◆ **What you will do**
Your copy should match the records exactly, except that no pictures appear in it.

[Point-per-instance localization data]
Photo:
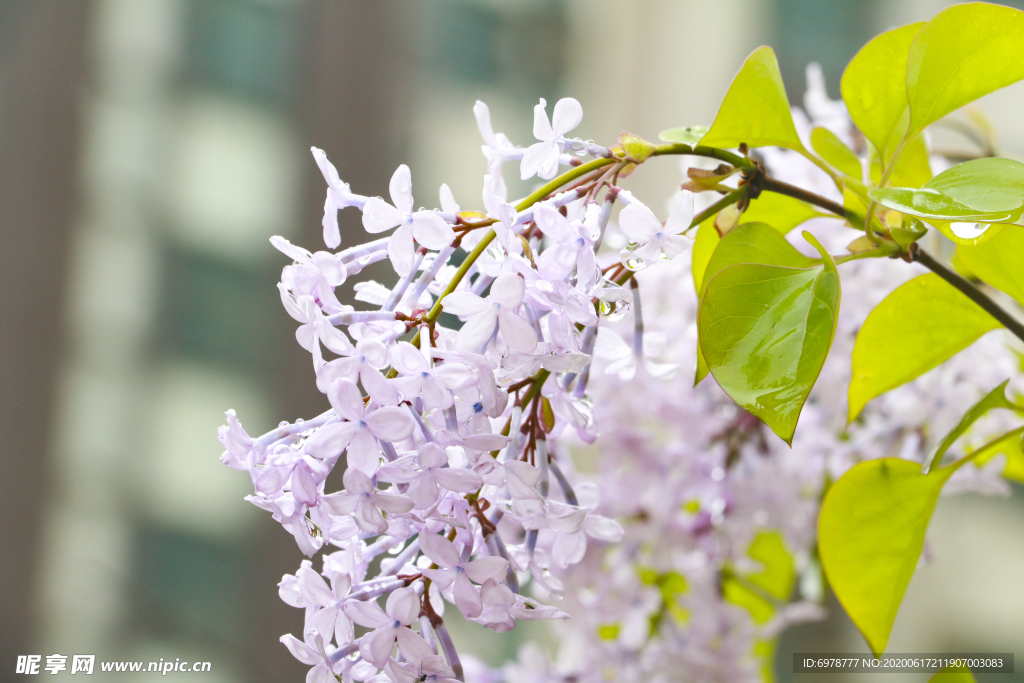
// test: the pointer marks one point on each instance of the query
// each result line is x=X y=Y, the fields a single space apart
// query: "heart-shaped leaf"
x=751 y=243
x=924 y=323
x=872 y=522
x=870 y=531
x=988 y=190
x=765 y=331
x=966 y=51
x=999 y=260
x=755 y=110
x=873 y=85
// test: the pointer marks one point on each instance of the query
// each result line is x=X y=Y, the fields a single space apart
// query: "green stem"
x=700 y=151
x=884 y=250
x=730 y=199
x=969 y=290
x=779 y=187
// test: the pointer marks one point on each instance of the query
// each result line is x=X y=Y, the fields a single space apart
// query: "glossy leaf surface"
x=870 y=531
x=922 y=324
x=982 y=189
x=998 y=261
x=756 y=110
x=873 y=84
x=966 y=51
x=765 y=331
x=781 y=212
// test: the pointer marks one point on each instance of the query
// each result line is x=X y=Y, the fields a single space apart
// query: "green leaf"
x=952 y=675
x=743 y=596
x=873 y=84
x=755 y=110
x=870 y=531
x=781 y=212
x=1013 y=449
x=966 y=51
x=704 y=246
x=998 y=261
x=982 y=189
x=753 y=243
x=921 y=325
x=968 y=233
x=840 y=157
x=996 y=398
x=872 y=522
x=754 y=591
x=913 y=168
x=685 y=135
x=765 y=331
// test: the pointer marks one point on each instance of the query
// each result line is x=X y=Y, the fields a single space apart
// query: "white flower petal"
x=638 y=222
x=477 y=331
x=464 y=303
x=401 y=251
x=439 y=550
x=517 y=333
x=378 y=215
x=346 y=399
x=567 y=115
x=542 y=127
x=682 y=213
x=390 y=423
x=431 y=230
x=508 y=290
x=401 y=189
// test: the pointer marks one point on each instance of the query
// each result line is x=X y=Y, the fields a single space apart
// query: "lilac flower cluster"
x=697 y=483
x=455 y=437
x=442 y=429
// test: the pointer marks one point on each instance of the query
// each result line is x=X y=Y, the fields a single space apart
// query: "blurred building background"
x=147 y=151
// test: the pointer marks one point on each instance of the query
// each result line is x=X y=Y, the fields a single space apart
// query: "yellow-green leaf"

◆ **Task answer**
Photo:
// test: the pointer marks one point on each instance of the query
// each result line is x=X y=Y, the fields a single space apart
// query: "heart-shaped leaf"
x=751 y=243
x=924 y=323
x=872 y=522
x=870 y=531
x=988 y=190
x=765 y=331
x=966 y=51
x=999 y=260
x=755 y=110
x=873 y=85
// test: the pointer marks one point on each instance of the query
// each result line is x=X y=Y, the fields a single space apart
// query: "green stem"
x=700 y=151
x=884 y=250
x=730 y=199
x=969 y=290
x=779 y=187
// test: the pointer marks one point on each instance of the query
// each result line is x=X y=Y, the fields a single space apart
// query: "glossy leaf surface"
x=870 y=531
x=922 y=324
x=982 y=189
x=998 y=261
x=756 y=110
x=873 y=84
x=966 y=51
x=765 y=331
x=781 y=212
// test: the pointer marks one point on each instance of the query
// each result line is x=X y=Y, the fields a single space apart
// query: "green leaf"
x=952 y=675
x=743 y=596
x=873 y=84
x=755 y=110
x=870 y=531
x=781 y=212
x=1013 y=449
x=966 y=51
x=704 y=246
x=998 y=261
x=982 y=189
x=753 y=243
x=921 y=325
x=968 y=233
x=840 y=157
x=996 y=398
x=872 y=522
x=754 y=591
x=913 y=168
x=685 y=135
x=765 y=331
// test: the pointer marks one point on each instance of the query
// each result line is x=X y=Y, the fields a single space apart
// query: "white flower petal"
x=638 y=222
x=477 y=331
x=464 y=303
x=401 y=251
x=439 y=550
x=517 y=333
x=378 y=215
x=346 y=399
x=567 y=115
x=542 y=127
x=682 y=213
x=390 y=423
x=431 y=230
x=508 y=290
x=401 y=189
// test: the pointer marks one point on each instance of the query
// each result line is x=X y=Y, the fields a single space apart
// query: "lilac flower cluster"
x=697 y=483
x=455 y=437
x=442 y=429
// test: the pointer marks one point on each instance of the query
// each result line is x=X y=Y, the fields a single space apart
// query: "blurred building background"
x=147 y=151
// test: the pointer marks one point on each instance of the query
// each result line is x=X y=Y, the fields a single space apart
// query: "yellow-green leaf"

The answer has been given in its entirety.